**GOAL**
Recast the stretch of entries below, from the line containing "opening in the photo below." through the line containing "field in the photo above.", as a Markdown table with the columns Row and Line. Skip blank lines and leave the pictures out.

[START OF MATERIAL FOR THIS EXERCISE]

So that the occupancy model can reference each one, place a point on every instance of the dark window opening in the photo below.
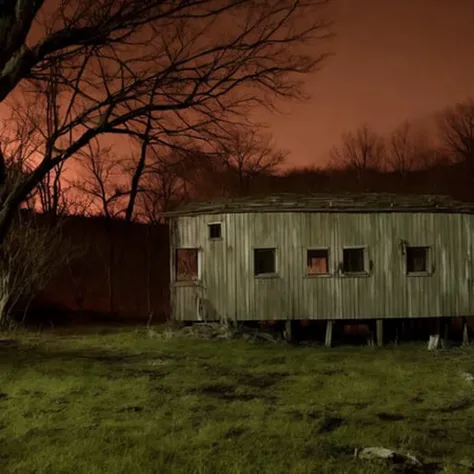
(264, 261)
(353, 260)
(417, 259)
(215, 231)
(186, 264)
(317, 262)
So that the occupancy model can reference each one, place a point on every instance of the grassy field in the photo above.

[END OF MATERIAL FOR THIS EXERCISE]
[START OF MATERIAL FOR THIS EXERCISE]

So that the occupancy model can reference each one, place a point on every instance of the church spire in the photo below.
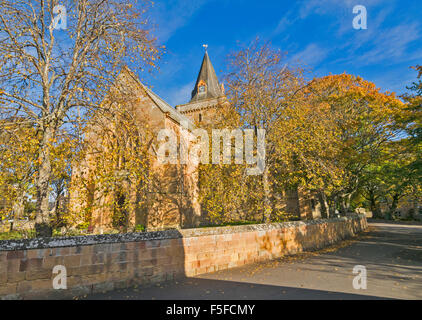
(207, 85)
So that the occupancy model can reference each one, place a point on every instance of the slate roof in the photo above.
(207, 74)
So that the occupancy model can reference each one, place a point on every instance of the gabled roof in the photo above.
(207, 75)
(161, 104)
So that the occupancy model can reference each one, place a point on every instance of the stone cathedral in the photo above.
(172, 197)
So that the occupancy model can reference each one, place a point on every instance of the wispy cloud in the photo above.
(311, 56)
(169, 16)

[END OF MATERIAL FOR THIS EXERCISE]

**RESULT BELOW**
| Row | Line |
|---|---|
| 1 | So that the occupancy model can reference each one, place a point on every instance of the dark window opening in the photo below. |
| 2 | (264, 261) |
| 3 | (353, 260) |
| 4 | (417, 259) |
| 5 | (215, 231) |
| 6 | (186, 264) |
| 7 | (317, 262) |
| 8 | So that the occupancy model can reference each one, place a point on every instance of the grassy field in the photo above. |